# constructing well ordered sets

A set $A$ well-orderable if there is a well-ordering on $A$. For example, the empty set  $\varnothing$, is well-orderable, the well-ordering itself is $\varnothing$. Similarly, any singleton has $\varnothing$ as the unique well-ordering, and is therefore well-orderable. More generally, every finite set  is well-orderable. To construct a well-ordering on a finite set, pick any element from the set and designate the element to be the smallest element of the set. Then, pick an element from the remaining collection  , and make this element the next smallest element. Keep doing this until every element has been picked and assigned. Obviously, this process will not go on forever. If there are $n$ elements in the set, there are $n!$ well-orderings on the set (since every well-ordering is a linear ordering  ).

By the axiom of choice  , every set is well-orderable. However, this does not provide us with an explicit way to construct the well-order. For example, how does one well-order $\mathbb{R}$, the set of real numbers? Nevertheless, given two well-ordered sets $(A,<_{A}),(B,<_{B})$, one can explicitly construct well-orderings on the following sets, without AC.

###### Proposition 1.

$A\cup B$ is well-orderable.

###### Proof.

Raw records:

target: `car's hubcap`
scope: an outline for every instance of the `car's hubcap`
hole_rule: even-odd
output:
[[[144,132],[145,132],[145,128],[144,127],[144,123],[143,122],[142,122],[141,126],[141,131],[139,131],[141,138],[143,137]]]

REQUIRED WORK:
1. Output the passage on constructing well-ordered sets between "By the axiom" and "sets, without AC.", inclusive.
2. Answer these questions using the passage on constructing well-ordered sets.
(a) How many well-orderings does a set with $n$ elements have?
(b) What is the well-ordering on the empty set?
(c) By which axiom is every set well-orderable?
3. Resume the passage on constructing well-ordered sets from the point where it stops.
None of the records are needed.

WRITTEN ANSWERS:
1.
By the axiom of choice  , every set is well-orderable. However, this does not provide us with an explicit way to construct the well-order. For example, how does one well-order $\mathbb{R}$, the set of real numbers? Nevertheless, given two well-ordered sets $(A,<_{A}),(B,<_{B})$, one can explicitly construct well-orderings on the following sets, without AC.

2.
(a) $n!$
(b) $\varnothing$
(c) The axiom of choice

3.
We may assume $A\cap B=\varnothing$, since $A\cap B=A\cap(A-B)$, and any subset of an well-ordered set is well-ordered. Define a binary relation  $<_{(A,B)}$ on $A\cup B$ as follows: for $x,y\in A\cup B$,

 $x<_{(A,B)}y\quad\mbox{iff}\quad\left\{\begin{array}[]{ll}x,y\in A\mbox{ and }x% <_{A}y,\mbox{ or }\\ x,y\in B\mbox{ and }x<_{B}y,\mbox{ or }\\ x\in A\mbox{ and }y\in B.\end{array}\right.$

So $<_{(A,B)}$ is a (strict) linear ordering on $A\cup B$. Furthermore, $<_{(A,B)}$ extends both $<_{A}$ and $<_{B}$. If $X\subseteq A\cup B$, then the least element of $X$ with respect to $<_{(A,B)}$ is the least element of $X$ with respect to $<_{B}$ if $X\subseteq B$, or the least element of $X\cap A$ with respect to $<_{A}$, if $X\cap A\neq\varnothing$. Hence $(A\cup B,<_{(A,B)})$ is a well-ordered set. ∎

###### Proposition 2.

$A\times B$ is well-orderable.

###### Proof.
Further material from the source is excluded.